** Start Passage provided **
I’ve got 190 T-shirts. If I wore one a day every day during T-shirt weather, it would take more than two years to wear them all. It’s never come close to happening. No one needs 190 T-shirts, right?
What if I said that these T-shirts date back to 1976, which is to say more than half my life, and that they chronicle the twists and turns that my life has taken since, well, 1976?
And touched on many events and movements of interest to the wider world?
The other day I took them out and tried to sort them into chronological order. They weren’t into chronology. Some of them insisted on sorting themselves by theme, even if they’d come into my life decades apart: feminism, lesbian community, demonstrations, science fiction, writing, editing, bookselling, music, horses, dogs, Martha’s Vineyard . . .

I couldn’t ignore the shimmering lines where one shirt reached out to another, and often several others, sometimes over two or three decades, sometimes making connections I hadn’t anticipated. My T-shirts were hyperlinked. They wouldn’t fall into a straight line. Whatever shape they agreed to would have to be multi-dimensional.
** End Passage provided **
** Start Dataset extract **
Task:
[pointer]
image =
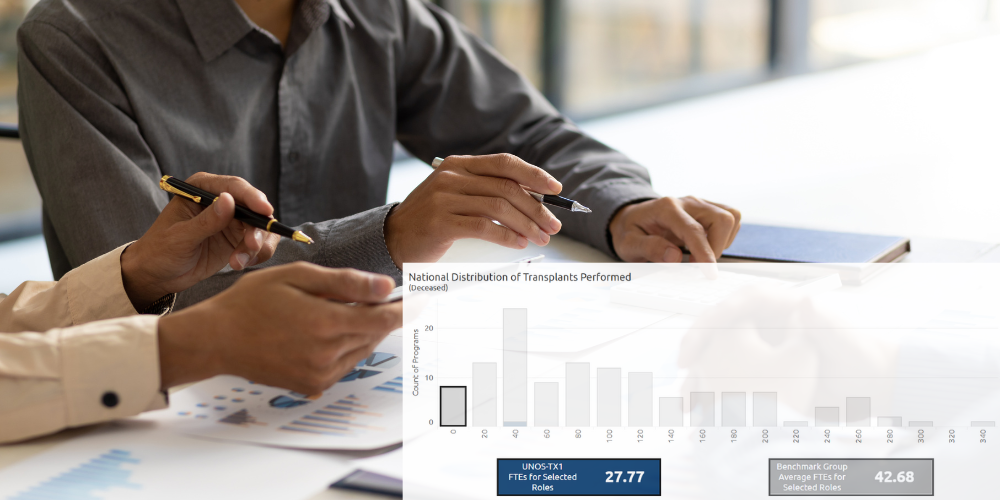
** End Dataset extract **
**Task list**
• 1. Can you copy the T-shirt passage from "I couldn’t ignore" up to and including "to be multi-dimensional.", with "hyperlinked" renamed as "cross-referenced"?
• 2. Could you carry the piece about the T-shirt collection further, picking up after its final sentence?

**Responses by task**
• 1.
I couldn’t ignore the shimmering lines where one shirt reached out to another, and often several others, sometimes over two or three decades, sometimes making connections I hadn’t anticipated. My T-shirts were cross-referenced. They wouldn’t fall into a straight line. Whatever shape they agreed to would have to be multi-dimensional.

• 2.
Over the years quite a few people have suggested making a quilt — or, since sewing patches on jeans and buttons on shirts is all I can do with needle and thread, commissioning someone else to make a quilt. They’ve got a point. I’ve seen beautiful quilts that commemorate histories, personal and otherwise. But I don’t need another quilt, nor do I have wall space to hang one that’s purely decorative.
Besides, quite a few of my T-shirts come attached to stories that couldn’t be contained in a quilt square, and not infrequently those stories overlap. How would any quilter know what my shirts have to say about each other, and about me, without me standing by and pestering her with commentary? I’m a writer, not a quilter. I should be writing the stories, not dictating them to someone else. (Yes, I do know quite a few women who both quilt and write.)
Not to mention — T-shirts are meant to be worn. Which brings me round to why I glommed on to T-shirts in the first place. Here’s the story I’ve been telling myself:
Through my late teens and well into my early thirties I was fat. I’ve never been thin, but in those years I was fat enough to have to buy most of my clothing in plus-size stores. I knew nothing about fashion and cared less, and in any case, in those days the notion that a woman could be both fat and fashionable was oxymoronic. Fat women were supposed to dress to make ourselves unobtrusive, for instance by wearing dark colors and/or vertical stripes. Dark colors and/or vertical stripes don’t make you unobtrusive; they make it look like you’re trying to look unobtrusive — to efface if not erase yourself. To apologize for the space you were taking up.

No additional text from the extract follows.